O jornalista José Gama, a propósito dos acontecimentos da semana passada, escreveu um texto que vale a pena ler a lembrar um episódio de 1998 quando a Embaixada de Angola na Zâmbia sofreu um “ataque de terrorismo”, que terá sido também atribuído à UNITA, mas que as investigações – que se fazem e se devem fazer antes de se tirar conclusões sérias e responsáveis sobre qualquer evento que ponha em perigo o público – investigações feitas pelas autoridades zambianas revelaram diferente. Antes do atentado, que aconteceu num domingo e, portanto, num dia que teria sempre menos pessoal, um grupo de angolanos teria visitado o país usando identidades e motivações falsas, que levaram as autoridades zambianas a concluir que os elementos seriam da segurança de Estado angolana. Isto sendo que os funcionários da embaixada também retiraram as suas crianças da escola sugerindo uma preparação para algum evento que teriam conhecimento estar para acontecer. Esses factores levaram as autoridades da Zâmbia a concluir que o grupo estaria associado ao atentado terrorista.
Voltando ao presente, não faltam comentadores jornalistas e afins a questionarem-se sobre como foi possível a vandalização do Comité do MPLA a poucos metros de uma esquadra de polícia e sem que se vissem as intervenções musculadas a que a PN tende, sempre que há manifestações em Angola.
É verdade que a polícia é quase sempre criticada por excessos nas reacções a manifestações, excessos que já resultaram em mortes, mas também é verdade que ‘quando a esmola é demais o pobre desconfia’ e que a quase ausência de polícia a meio daquela vandalização se torna, por experiência, algo questionável.
Estes acontecimentos e sobretudo o tom inflamatório que as comunicações das nossas lideranças assumiram lembraram-me o livro do jornalista de investigação e escritor Eric Frattini intitulado “Manipulação da verdade – operações de falsa bandeira” que comecei e não terminei de ler porque provavelmente me distraí com outro qualquer entretanto, e que fui resgatar à pilha de livros adiados a propósito dos acontecimentos da semana que passou.
Então resumindo: as “operações de falsa bandeira” são operações encobertas destinadas a culpar terceiros com o objectivo de ganhar vantagem sobre eles através da reacção que é possível gerar de toda e qualquer acção. E estas operações de falsa bandeira são variadas, pode-se ler no prólogo do livro que passo a citar: “desde um atentado terrorista até um atentado efectuado por forças militares, passando por actos de sabotagem como incêndios destruição de fábricas” etc… soa familiar não?

Entradas extraídas:
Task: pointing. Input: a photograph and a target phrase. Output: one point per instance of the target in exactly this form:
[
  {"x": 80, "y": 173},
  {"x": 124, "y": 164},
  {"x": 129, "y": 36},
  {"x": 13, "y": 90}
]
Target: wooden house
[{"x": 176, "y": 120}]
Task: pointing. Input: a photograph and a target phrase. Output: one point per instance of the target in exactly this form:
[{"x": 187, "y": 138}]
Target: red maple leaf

Partes do exercício:
A. Segundo o texto apresentado, em que ano a Embaixada de Angola na Zâmbia sofreu um "ataque de terrorismo"?
B. Resuma o texto apresentado em duas frases.
C. Indique se cada afirmação concorda com o texto apresentado, respondendo sim ou não e citando as palavras do texto que o decidem: (i) O atentado contra a embaixada aconteceu num domingo. (ii) O livro de Eric Frattini foi lido até ao fim. (iii) Os funcionários da embaixada retiraram as crianças da escola antes do atentado.

Respostas às tarefas:
A. Em 1998.

B. O texto apresentado recorda um atentado de 1998 contra a Embaixada de Angola na Zâmbia, também atribuído à UNITA, que as autoridades zambianas acabaram por associar a um grupo de angolanos que julgaram ser da segurança de Estado angolana. Questiona também a quase ausência de polícia durante a vandalização do Comité do MPLA e liga estes acontecimentos ao livro de Eric Frattini sobre "operações de falsa bandeira", operações encobertas destinadas a culpar terceiros para ganhar vantagem sobre eles.

C.
(i) Sim: "que aconteceu num domingo".
(ii) Não: "que comecei e não terminei de ler".
(iii) Sim: "os funcionários da embaixada também retiraram as suas crianças da escola".